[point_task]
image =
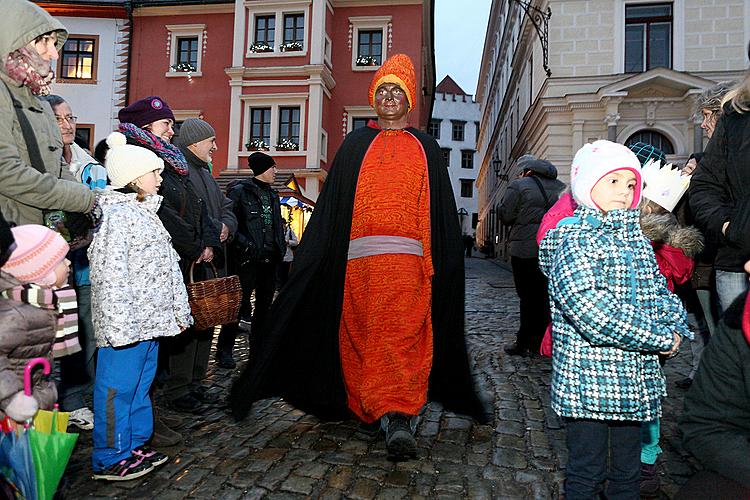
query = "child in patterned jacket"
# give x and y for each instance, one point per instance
(138, 295)
(612, 314)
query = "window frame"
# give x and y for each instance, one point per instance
(369, 23)
(177, 31)
(279, 10)
(94, 61)
(274, 101)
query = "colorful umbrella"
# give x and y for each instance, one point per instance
(51, 446)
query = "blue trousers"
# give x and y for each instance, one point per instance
(123, 417)
(594, 444)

* * *

▶ [Activity]:
Pick out the lines above containing the word "query", then copy them.

▶ [Exercise output]:
query = "child in patterned jacket"
query = "window frame"
query = "colorful umbrella"
query = "blue trousers"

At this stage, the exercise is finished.